━━ Page text

Viking's Choice went weekly this year, serving up punk, pop, metal, drone and outer sounds like a disastrously delicious all-you-can-eat buffet. There's a brand new streaming playlist every Tuesday, but the real diggers know that the uncut gems were to be found in the mines of Bandcamp — turntable noise, psychedelic cumbia and Auto-Tuned, countrified rock and roll minimalism (no, really). I love sharing this music, and it tickles me that All Songs Considered fans look forward to my annual year-end episode, in which I get to blast Bob Boilen out of the studio.

You'll find no rankings, and certainly nothing from NPR Music's top 25 albums of the year, or any of the other many thoughtful lists we published in December. Instead, there's psychedelic noise-rock from Brazil, icy minimalism from Sweden, bonkers punk from Boston and anthemic heavy metal from Fresno. Listen above, read below — and for more, you can follow my collection on Bandcamp and shuffle through a very long playlist of songs I loved this year.

Previous Viking's Choice year-end episodes: 2018, 2017, 2016, 2015, 2014, 2013, 2011, 2010, 2009, 2008.


A Pregnant Light, Broken Play

You'd be forgiven for not keeping up with Damian Master's every single move. He runs Colloquial Sound Recordings and is involved with a dozen metal, ambient or hardcore-punk bands. But his premier project is A Pregnant Light, where Master's endless creativity and shameless bravado coalesce into a rugged beauty. On Broken Play, in particular, metallic post-punk hooks batter Slayer- and Celtic Frost-worshipping riffs and Codeine comedowns with songs about romance, faith and optimism in the face of trials and tribulations.

━━━━

### Directions
(1) Answer these questions using the Viking's Choice text:
(a) On what day of the week does a new streaming playlist come out?
(b) Where does the anthemic heavy metal come from?
(c) What label does Damian Master run?
(2) Repeat the stretch of the Viking's Choice text from "You'd be forgiven" through "trials and tribulations.", word for word.

━━ Data extract

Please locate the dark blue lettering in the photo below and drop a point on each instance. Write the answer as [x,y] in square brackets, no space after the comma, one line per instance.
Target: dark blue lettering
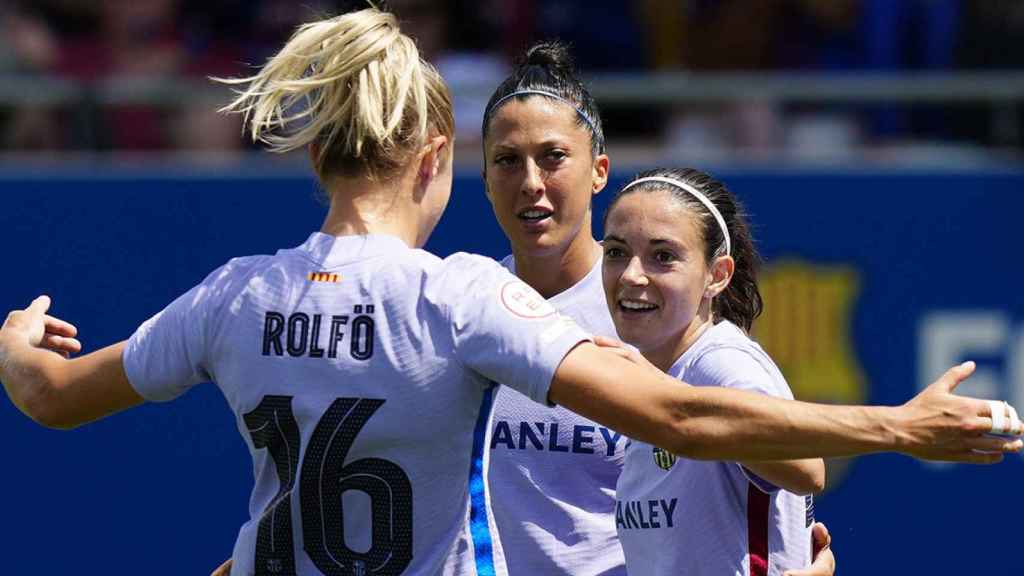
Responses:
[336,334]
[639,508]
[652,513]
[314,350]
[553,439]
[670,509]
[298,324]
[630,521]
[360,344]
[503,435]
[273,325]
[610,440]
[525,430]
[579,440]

━━━━
━━ Data extract

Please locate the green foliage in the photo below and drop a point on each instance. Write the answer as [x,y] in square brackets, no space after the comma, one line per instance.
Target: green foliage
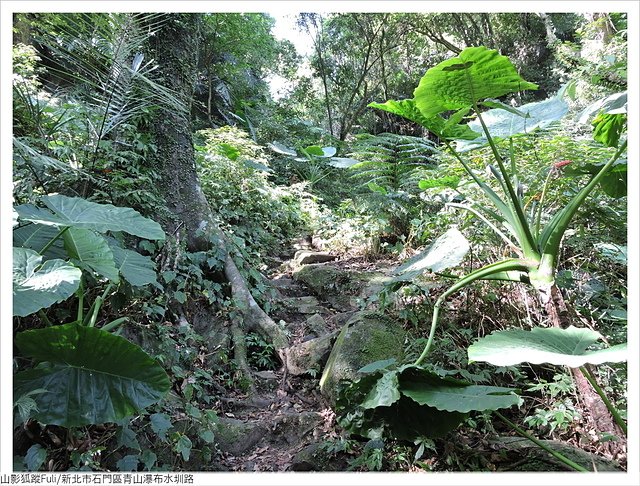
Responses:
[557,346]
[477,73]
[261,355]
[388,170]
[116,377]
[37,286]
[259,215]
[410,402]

━━━━
━━ Data extract

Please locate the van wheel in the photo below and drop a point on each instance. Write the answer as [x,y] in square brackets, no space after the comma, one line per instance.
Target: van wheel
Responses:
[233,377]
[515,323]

━━━━

### The replies
(1)
(a) Tuesday
(b) Fresno
(c) Colloquial Sound Recordings

(2)
You'd be forgiven for not keeping up with Damian Master's every single move. He runs Colloquial Sound Recordings and is involved with a dozen metal, ambient or hardcore-punk bands. But his premier project is A Pregnant Light, where Master's endless creativity and shameless bravado coalesce into a rugged beauty. On Broken Play, in particular, metallic post-punk hooks batter Slayer- and Celtic Frost-worshipping riffs and Codeine comedowns with songs about romance, faith and optimism in the face of trials and tribulations.